Los dos grupos de este sábado (en total pueden acceder cinco personas por semana) se inscribieron en enero del año 2000 y hasta octubre de 2023 no recibieron la llamada de Altamira. «Ya ni me acordaba de que lo había echado», apunta este vecino de Cartagena, que junto a dos amigos ha venido a Cantabria expresamente desde Murcia para la ocasión. Haciendo memoria, recuerda los pasos que siguió entonces. Llamó por teléfono y le informaron de que había que mandar una carta certificada. Guardó el resguardo, pero dos años después recibió la carta que escribió José Antonio Lasheras, exdirector del centro, disculpándose por la decisión del Patronato de Altamira de clausurar las visitas por motivos de conservación. Y perdió ya todas las esperanzas. Así que lo de ayer fue «todo un regalo de Reyes un poco atrasado», como celebra Marta, que junto a otro amigo, Daniel, ha hecho el viaje en coche desde Murcia a Cantabria. Los tres colegas, aficionados a la espeleología y a todo lo que tiene que ver con las cuevas, han aprovechado la estancia para visitar también monte Castillo y Hornos de la Peña.

* _Extractos de datos_:
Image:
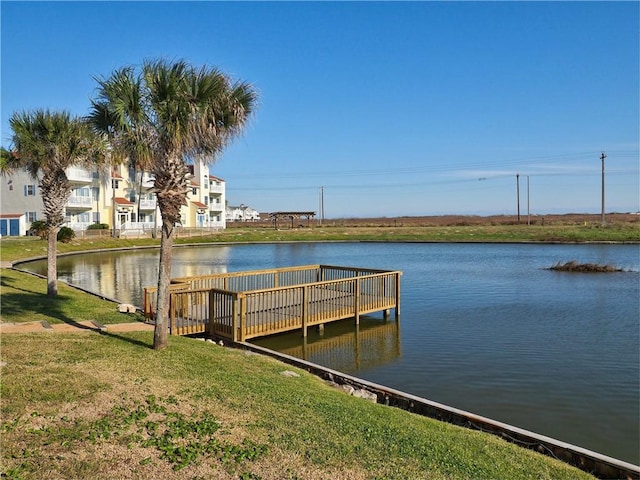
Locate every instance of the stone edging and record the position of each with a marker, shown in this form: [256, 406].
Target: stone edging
[599, 465]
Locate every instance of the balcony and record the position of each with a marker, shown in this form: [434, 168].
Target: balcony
[148, 204]
[79, 202]
[148, 180]
[79, 175]
[213, 188]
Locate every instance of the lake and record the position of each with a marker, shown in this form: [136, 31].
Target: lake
[484, 327]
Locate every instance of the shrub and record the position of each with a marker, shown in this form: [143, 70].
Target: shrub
[65, 235]
[38, 228]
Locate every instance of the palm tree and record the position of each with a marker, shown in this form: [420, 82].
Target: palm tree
[46, 143]
[160, 118]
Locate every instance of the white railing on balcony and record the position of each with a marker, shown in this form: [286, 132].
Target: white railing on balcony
[76, 201]
[148, 180]
[75, 174]
[148, 204]
[78, 226]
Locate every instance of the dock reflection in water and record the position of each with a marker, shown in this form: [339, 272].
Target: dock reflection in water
[343, 346]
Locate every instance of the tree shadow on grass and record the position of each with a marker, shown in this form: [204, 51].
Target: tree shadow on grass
[31, 305]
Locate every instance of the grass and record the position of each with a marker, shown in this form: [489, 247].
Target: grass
[15, 248]
[91, 405]
[24, 299]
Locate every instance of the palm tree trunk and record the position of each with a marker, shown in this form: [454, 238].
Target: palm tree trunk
[160, 332]
[52, 267]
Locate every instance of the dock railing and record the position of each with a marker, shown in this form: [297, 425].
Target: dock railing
[245, 305]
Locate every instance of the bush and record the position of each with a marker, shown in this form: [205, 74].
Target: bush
[38, 228]
[65, 235]
[98, 226]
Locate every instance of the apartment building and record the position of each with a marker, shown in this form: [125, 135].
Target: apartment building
[242, 213]
[122, 197]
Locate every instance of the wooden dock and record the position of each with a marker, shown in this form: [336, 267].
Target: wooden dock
[244, 305]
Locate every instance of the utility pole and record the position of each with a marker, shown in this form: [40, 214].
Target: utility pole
[518, 193]
[528, 209]
[321, 212]
[602, 157]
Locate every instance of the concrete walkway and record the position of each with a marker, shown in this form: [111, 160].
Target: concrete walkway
[90, 326]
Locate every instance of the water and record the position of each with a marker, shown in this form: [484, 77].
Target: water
[485, 328]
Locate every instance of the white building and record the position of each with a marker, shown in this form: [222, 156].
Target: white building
[242, 213]
[122, 197]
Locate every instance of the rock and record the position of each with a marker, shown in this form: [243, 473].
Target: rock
[348, 389]
[367, 395]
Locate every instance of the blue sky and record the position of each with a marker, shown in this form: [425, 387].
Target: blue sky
[394, 108]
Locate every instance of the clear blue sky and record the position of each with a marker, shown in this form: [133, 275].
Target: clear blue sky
[395, 108]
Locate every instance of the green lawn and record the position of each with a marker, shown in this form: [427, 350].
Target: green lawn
[103, 406]
[23, 299]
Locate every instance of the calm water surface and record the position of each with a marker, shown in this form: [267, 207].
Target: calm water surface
[485, 328]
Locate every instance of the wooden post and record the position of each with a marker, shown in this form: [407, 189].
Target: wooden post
[211, 313]
[172, 313]
[305, 297]
[234, 318]
[397, 295]
[356, 301]
[243, 317]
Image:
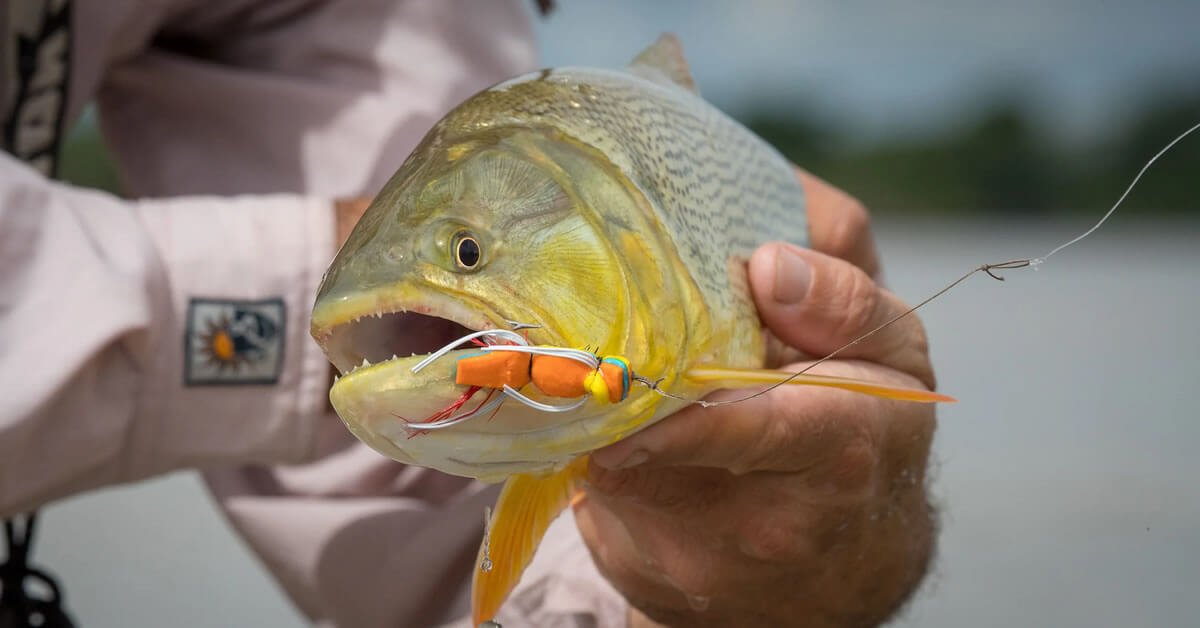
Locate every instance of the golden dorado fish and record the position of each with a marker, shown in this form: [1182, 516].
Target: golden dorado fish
[600, 209]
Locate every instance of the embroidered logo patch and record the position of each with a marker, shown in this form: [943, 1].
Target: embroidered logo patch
[233, 342]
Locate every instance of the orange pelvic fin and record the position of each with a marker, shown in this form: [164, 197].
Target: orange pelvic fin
[523, 512]
[743, 377]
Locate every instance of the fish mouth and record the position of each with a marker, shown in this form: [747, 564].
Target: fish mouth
[372, 330]
[375, 340]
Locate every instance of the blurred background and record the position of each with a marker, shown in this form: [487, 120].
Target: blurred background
[976, 131]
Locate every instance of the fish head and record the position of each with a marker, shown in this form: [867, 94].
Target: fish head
[483, 226]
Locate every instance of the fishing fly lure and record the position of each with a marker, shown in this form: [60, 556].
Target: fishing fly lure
[507, 362]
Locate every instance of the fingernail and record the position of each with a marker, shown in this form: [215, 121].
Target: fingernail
[635, 458]
[792, 276]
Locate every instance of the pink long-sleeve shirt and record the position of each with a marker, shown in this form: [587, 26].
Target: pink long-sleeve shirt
[233, 125]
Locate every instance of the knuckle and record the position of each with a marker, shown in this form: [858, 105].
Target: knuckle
[855, 303]
[774, 537]
[855, 467]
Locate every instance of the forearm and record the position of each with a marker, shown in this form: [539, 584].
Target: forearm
[96, 333]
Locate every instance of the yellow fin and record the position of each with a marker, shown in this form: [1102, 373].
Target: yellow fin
[523, 512]
[742, 377]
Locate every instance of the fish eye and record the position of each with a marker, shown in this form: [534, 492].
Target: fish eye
[466, 250]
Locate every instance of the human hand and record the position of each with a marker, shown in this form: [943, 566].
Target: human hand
[802, 507]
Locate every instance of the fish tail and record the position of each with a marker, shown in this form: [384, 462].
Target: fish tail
[525, 509]
[733, 377]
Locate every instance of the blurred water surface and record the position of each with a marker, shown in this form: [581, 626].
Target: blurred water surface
[1067, 476]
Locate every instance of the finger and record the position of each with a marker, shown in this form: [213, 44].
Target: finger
[819, 304]
[787, 430]
[839, 225]
[633, 566]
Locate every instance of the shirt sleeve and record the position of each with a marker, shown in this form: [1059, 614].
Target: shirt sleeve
[95, 299]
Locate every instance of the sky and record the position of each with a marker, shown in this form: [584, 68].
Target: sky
[904, 66]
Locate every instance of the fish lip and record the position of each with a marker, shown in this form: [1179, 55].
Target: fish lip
[337, 324]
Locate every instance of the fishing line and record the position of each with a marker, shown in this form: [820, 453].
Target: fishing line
[989, 269]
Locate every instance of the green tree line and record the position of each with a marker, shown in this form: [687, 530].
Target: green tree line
[1000, 163]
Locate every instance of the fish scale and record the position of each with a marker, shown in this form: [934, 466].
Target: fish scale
[606, 210]
[720, 190]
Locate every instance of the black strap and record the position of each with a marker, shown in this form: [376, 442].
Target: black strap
[29, 597]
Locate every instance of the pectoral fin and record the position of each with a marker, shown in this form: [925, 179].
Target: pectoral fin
[523, 512]
[742, 377]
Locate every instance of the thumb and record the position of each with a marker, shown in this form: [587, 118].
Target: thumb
[817, 304]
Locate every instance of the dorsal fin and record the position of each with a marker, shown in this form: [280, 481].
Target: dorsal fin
[664, 63]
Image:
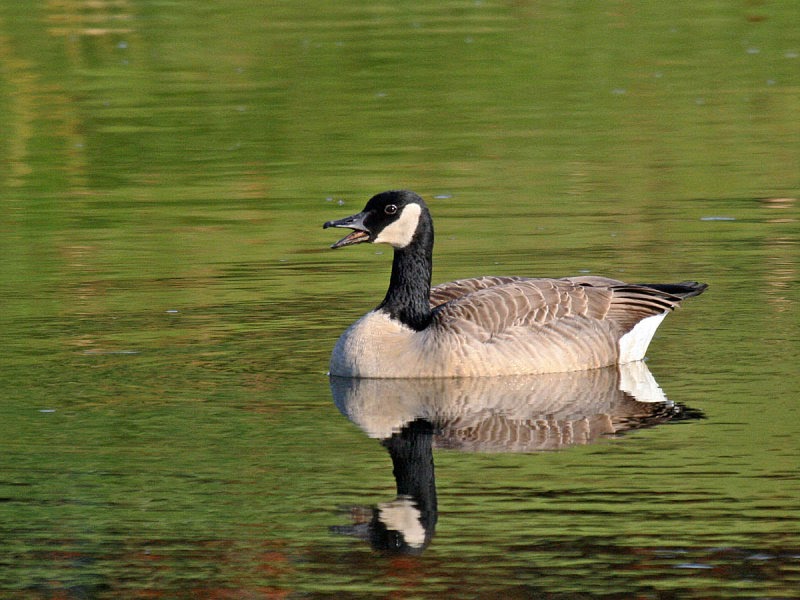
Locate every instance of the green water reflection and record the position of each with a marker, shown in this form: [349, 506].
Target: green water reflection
[168, 302]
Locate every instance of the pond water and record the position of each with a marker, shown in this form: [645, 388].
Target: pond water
[169, 301]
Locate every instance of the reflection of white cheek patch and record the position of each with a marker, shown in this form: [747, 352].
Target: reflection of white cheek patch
[400, 233]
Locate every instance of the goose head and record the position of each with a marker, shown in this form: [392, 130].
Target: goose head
[396, 218]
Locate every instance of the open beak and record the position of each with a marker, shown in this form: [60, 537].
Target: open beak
[356, 223]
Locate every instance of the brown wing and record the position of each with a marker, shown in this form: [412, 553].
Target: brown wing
[492, 305]
[445, 292]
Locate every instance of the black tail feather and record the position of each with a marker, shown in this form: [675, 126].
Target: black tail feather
[684, 289]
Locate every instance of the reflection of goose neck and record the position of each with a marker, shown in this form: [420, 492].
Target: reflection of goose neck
[412, 459]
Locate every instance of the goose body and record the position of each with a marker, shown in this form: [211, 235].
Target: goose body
[487, 326]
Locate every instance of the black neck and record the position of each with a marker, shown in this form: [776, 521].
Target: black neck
[408, 297]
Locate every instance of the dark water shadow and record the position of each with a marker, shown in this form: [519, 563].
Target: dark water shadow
[521, 414]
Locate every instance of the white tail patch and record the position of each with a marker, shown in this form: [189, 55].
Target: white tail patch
[400, 233]
[636, 379]
[633, 344]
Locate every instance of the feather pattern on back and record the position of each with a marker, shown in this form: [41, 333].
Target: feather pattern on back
[491, 325]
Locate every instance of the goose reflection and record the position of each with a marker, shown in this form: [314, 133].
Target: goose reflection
[531, 413]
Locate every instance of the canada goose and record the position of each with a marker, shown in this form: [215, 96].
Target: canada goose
[487, 325]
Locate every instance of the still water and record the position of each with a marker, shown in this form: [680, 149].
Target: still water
[169, 301]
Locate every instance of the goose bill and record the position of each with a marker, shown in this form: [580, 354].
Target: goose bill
[356, 237]
[354, 222]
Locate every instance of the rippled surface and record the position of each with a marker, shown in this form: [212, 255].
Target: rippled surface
[169, 302]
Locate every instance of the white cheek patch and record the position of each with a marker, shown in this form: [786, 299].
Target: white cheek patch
[400, 233]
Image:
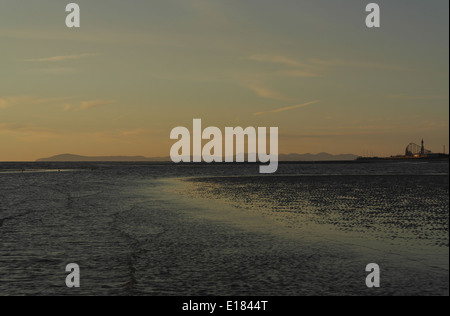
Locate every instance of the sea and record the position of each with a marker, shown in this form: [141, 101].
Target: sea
[164, 229]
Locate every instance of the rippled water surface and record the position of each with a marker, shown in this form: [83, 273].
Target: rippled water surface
[163, 229]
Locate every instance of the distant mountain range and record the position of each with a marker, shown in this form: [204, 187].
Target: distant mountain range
[282, 157]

* _Tarea a realizar_: Sigue escribiendo la crónica sobre la visita a la cueva de Altamira a partir de su última frase. El listado viene de otra fuente distinta.

* _Resultado del ejercicio_:
Juan Pedro tenía tres plazas –reconoce que no se lo ha dicho a nadie más de su entorno para que no hubiese empujones por conseguir uno de los huecos–. Joaquín, de Torrelavega y el único que sí había visitado ya la cueva original «hace más de 40 años, era el titular de las otras dos. En su caso, la acompañante es su cuñada Renata. Él si tenía en mente que estaba en la lista para entrar en Altamira. Conserva un fax, aunque 24 años después la tinta es ya ilegible. Por suerte, en Santillana del Mar tienen copia.
«Además de guía, también me toca a veces contactar con la gente que está en la lista de espera y la reacción cuando les avisamos es de muchísima emoción. La primera reacción siempre es de sorpresa y después de alegría», cuenta Marta, que también apunta que después de tanto tiempo no siempre es fácil contactar con los interesados. A veces han cambiado de teléfono, otras no dejaron ningún correo electrónico –entonces no era tan común tener una cuenta–, pero hacen todo lo imaginable para no pasar turno.
«No entiendo mucho de arte rupestre, pero claro que noto la diferencia. La sensación no es como en la réplica»
«Ha valido la pena el viaje. Aunque sean pocos, es una fortuna que pueda seguir entrando gente a verla»
«Ya ni me acordaba de que había echado la solicitud para entrar en 2000. Nos ha tocado la lotería»
«No tiene nada que ver con la neocueva. Esto es una cavidad viva, se ve cómo crecen cristales»
«Esta es la segunda vez. Ya estuve hace 40 años o más. Casi no lo recordaba e impresiona. Es la bomba»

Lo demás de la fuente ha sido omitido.